Material provided:
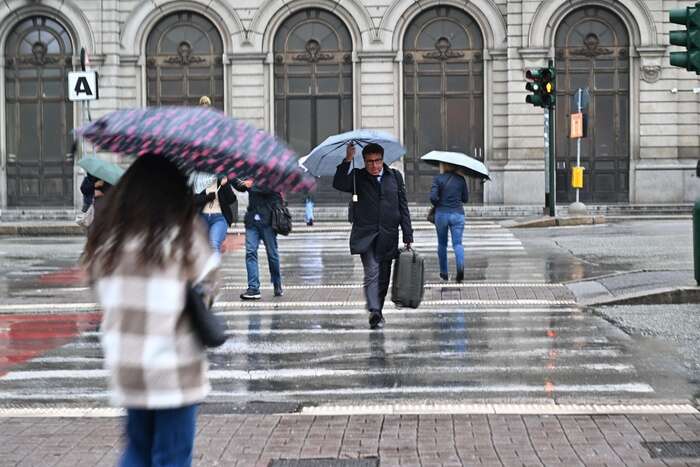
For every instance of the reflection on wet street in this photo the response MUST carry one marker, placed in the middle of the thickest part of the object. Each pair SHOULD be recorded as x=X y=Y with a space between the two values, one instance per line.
x=509 y=333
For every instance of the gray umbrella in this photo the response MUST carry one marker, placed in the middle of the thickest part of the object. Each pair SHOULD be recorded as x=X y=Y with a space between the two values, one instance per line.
x=471 y=166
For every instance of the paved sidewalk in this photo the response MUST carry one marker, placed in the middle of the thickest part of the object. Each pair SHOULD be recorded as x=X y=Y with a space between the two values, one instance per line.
x=637 y=287
x=396 y=440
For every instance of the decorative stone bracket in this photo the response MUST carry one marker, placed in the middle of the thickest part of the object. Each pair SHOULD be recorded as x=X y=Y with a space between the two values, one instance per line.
x=651 y=62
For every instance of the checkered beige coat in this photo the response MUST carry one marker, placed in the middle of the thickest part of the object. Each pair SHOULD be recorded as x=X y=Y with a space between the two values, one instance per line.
x=153 y=357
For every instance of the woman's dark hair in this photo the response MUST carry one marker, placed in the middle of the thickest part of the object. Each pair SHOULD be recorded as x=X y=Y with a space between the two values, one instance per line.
x=372 y=148
x=149 y=201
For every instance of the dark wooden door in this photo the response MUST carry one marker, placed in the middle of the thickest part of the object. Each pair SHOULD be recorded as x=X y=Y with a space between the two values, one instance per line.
x=592 y=51
x=39 y=117
x=313 y=86
x=443 y=95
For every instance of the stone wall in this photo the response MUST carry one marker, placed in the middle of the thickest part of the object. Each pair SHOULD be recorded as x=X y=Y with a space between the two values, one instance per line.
x=518 y=34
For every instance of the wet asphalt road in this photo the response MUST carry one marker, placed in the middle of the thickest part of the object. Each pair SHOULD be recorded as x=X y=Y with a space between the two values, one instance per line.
x=312 y=346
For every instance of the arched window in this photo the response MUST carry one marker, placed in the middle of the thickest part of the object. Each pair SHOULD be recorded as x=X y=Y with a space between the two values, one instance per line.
x=592 y=51
x=39 y=117
x=443 y=93
x=184 y=61
x=313 y=83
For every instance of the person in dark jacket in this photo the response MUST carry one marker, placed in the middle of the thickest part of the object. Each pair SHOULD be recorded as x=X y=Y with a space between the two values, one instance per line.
x=258 y=226
x=448 y=193
x=381 y=207
x=87 y=188
x=216 y=207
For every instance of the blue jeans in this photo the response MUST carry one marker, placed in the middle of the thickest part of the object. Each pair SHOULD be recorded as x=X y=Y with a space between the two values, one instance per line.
x=308 y=210
x=253 y=234
x=454 y=223
x=217 y=226
x=159 y=437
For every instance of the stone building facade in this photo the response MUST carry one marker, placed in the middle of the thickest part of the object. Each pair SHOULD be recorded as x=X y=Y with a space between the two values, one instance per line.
x=439 y=74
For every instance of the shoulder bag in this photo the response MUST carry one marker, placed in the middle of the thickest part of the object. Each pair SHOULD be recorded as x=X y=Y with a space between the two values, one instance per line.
x=209 y=328
x=281 y=220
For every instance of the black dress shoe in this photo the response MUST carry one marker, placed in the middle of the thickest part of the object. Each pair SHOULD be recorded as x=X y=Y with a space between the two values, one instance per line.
x=376 y=320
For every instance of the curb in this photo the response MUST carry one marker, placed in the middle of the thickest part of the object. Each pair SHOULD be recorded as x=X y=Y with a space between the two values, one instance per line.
x=662 y=296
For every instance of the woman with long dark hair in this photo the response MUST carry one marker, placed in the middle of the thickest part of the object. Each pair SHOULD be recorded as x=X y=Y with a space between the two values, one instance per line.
x=146 y=246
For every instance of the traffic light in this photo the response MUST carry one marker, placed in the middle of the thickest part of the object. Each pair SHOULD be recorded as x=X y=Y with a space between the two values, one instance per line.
x=689 y=38
x=542 y=87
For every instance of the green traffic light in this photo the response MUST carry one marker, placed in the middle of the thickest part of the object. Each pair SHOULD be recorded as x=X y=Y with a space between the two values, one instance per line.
x=532 y=87
x=679 y=16
x=689 y=38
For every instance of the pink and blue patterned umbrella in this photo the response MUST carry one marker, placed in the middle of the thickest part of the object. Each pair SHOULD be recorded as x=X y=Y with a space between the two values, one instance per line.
x=202 y=139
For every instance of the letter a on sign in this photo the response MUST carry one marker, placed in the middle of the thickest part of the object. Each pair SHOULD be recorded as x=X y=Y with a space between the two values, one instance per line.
x=82 y=86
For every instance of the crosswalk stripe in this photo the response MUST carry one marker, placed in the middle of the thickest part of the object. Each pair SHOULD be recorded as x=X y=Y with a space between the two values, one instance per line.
x=291 y=373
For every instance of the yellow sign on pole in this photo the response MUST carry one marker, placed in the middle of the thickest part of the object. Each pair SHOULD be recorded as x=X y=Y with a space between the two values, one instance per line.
x=577 y=177
x=576 y=125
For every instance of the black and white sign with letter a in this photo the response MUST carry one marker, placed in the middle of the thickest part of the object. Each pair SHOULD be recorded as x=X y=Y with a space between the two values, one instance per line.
x=82 y=86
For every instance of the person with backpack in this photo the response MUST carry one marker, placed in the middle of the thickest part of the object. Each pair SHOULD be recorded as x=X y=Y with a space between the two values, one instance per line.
x=380 y=209
x=449 y=191
x=262 y=204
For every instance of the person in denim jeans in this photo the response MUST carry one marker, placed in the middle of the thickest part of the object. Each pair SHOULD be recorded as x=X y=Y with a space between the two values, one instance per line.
x=214 y=202
x=448 y=193
x=258 y=226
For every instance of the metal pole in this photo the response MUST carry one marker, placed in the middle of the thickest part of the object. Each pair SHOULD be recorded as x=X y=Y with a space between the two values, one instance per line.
x=546 y=163
x=578 y=140
x=696 y=237
x=552 y=165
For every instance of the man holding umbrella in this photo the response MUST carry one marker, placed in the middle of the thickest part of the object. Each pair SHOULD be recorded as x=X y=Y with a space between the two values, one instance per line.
x=379 y=207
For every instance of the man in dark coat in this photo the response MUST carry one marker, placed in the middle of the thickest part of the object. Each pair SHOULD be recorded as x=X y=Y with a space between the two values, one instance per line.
x=378 y=209
x=258 y=227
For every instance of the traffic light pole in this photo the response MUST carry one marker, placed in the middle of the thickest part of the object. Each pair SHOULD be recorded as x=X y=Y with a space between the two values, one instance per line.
x=552 y=162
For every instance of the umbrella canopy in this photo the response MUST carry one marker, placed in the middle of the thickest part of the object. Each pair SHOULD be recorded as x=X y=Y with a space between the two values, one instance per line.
x=471 y=166
x=325 y=157
x=201 y=139
x=103 y=170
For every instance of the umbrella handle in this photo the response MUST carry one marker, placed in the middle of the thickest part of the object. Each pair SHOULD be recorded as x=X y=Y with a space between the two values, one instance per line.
x=354 y=187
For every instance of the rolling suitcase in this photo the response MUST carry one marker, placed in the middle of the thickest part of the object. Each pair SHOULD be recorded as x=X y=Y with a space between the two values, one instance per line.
x=408 y=280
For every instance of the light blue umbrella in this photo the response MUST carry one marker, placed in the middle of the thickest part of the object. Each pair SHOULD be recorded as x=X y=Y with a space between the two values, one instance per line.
x=469 y=165
x=325 y=157
x=103 y=170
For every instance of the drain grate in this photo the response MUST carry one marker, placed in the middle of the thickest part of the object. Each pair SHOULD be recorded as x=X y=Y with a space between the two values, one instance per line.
x=659 y=449
x=253 y=407
x=366 y=462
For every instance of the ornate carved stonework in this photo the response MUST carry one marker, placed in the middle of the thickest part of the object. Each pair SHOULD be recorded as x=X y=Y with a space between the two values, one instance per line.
x=592 y=47
x=38 y=57
x=651 y=73
x=184 y=55
x=443 y=50
x=313 y=53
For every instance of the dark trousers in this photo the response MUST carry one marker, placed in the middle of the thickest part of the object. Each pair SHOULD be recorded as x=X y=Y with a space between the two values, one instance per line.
x=376 y=283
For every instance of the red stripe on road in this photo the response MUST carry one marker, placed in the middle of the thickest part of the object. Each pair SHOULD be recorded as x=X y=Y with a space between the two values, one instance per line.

Prompt: Reproduce the records word for word, from their start through the line that contains "x=509 y=333", with both ends included. Leave the pictures out of your answer.

Task response:
For every instance of the reflection on wet street in this photo the response MUST carry one marker, placed in the middle of the thickest part of the object. Each pair SHOULD be recorded as x=X y=Y with a space between the two values, one instance per line.
x=509 y=333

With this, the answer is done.